◆ **Enunciado del ejercicio**: Transcribe todos los registros que siguen, sin omitir ninguno ni alterar una sola letra.

[Registros de un conjunto de datos]
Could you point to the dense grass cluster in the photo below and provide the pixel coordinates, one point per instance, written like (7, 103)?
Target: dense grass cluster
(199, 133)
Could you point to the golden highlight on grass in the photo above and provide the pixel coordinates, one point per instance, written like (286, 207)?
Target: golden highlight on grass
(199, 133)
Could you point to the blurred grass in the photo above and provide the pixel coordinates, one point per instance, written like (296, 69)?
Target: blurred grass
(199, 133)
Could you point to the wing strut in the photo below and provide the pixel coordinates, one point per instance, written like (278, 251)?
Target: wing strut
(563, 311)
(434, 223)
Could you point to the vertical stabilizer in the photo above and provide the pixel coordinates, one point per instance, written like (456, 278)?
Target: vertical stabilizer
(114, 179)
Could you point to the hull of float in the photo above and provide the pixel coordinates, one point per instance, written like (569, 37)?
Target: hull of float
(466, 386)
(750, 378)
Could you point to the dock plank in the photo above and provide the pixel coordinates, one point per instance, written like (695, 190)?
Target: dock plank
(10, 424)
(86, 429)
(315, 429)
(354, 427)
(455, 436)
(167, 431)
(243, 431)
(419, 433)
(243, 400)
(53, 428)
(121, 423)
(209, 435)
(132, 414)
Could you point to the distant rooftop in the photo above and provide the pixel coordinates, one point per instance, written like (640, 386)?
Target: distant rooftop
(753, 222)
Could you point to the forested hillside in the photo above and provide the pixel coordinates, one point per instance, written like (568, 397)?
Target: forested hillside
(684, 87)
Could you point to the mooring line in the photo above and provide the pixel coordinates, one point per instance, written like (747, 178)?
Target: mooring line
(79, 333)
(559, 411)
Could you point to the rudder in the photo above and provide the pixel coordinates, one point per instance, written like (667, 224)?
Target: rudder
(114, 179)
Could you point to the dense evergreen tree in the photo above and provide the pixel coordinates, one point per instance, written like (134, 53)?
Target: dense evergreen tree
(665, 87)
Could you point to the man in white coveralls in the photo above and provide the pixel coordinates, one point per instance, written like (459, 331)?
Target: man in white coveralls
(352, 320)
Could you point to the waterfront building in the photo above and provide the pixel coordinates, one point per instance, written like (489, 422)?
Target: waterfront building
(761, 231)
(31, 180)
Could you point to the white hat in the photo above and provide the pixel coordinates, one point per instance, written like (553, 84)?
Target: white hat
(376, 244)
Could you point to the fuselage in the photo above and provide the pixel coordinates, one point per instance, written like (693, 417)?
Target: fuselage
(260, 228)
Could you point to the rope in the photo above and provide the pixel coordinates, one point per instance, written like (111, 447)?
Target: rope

◆ **Solución propuesta**:
Could you point to the dense grass cluster in the photo below and provide the pixel coordinates, one point per instance, written like (7, 103)?
Target: dense grass cluster
(199, 133)
Could you point to the golden highlight on grass in the photo above and provide the pixel coordinates, one point per instance, written like (286, 207)?
Target: golden highlight on grass
(199, 133)
Could you point to the blurred grass in the photo above and provide the pixel coordinates, one point per instance, written like (296, 69)?
Target: blurred grass
(199, 133)
Could you point to the wing strut in the photo below and provide the pixel coordinates, one point per instance, written like (278, 251)?
Target: wing strut
(563, 311)
(434, 223)
Could you point to the vertical stabilizer in the photo above and provide the pixel coordinates, one point per instance, written like (456, 278)?
Target: vertical stabilizer
(114, 179)
Could you point to the hull of float in the photo above and provide the pixel coordinates, one point per instance, written like (569, 37)?
Target: hull of float
(466, 386)
(750, 378)
Could you point to the dock plank in the photo above and provide the pixel coordinates, one point per instance, written like (695, 190)?
Target: dock plank
(10, 424)
(86, 429)
(315, 429)
(354, 427)
(455, 436)
(167, 431)
(243, 431)
(419, 433)
(243, 400)
(53, 428)
(121, 423)
(209, 435)
(132, 414)
Could you point to the distant rooftop in the photo above and provide the pixel coordinates, one point per instance, written like (640, 386)?
Target: distant rooftop
(753, 222)
Could you point to the forested hillside in the photo above and provide the pixel coordinates, one point per instance, written like (568, 397)?
Target: forested hillside
(684, 87)
Could you point to the mooring line in the photo above and provide the pixel coordinates, one point per instance, written like (747, 178)?
Target: mooring line
(79, 333)
(559, 411)
Could you point to the rudder in the photo above and provide the pixel coordinates, one point per instance, written like (667, 224)?
Target: rudder
(114, 179)
Could you point to the dense evergreen tree in the photo above and provide the pixel coordinates, one point per instance, written like (134, 53)?
Target: dense evergreen tree
(665, 87)
Could you point to the man in white coveralls in the photo above and provide the pixel coordinates, one point per instance, written like (459, 331)?
Target: man in white coveralls
(352, 320)
Could you point to the waterfront building in the photo above and provide the pixel coordinates, one point per instance, written like (489, 422)?
Target: waterfront building
(761, 231)
(31, 180)
Could you point to the white hat in the photo above and provide the pixel coordinates, one point per instance, written like (553, 84)?
Target: white hat
(376, 244)
Could you point to the fuselage in the photo above and provide the pixel coordinates, one point per instance, written like (693, 417)?
Target: fuselage
(260, 228)
Could you point to the rope in the photo above and provide the pixel coordinates, one point per instance, written like (111, 447)?
Target: rope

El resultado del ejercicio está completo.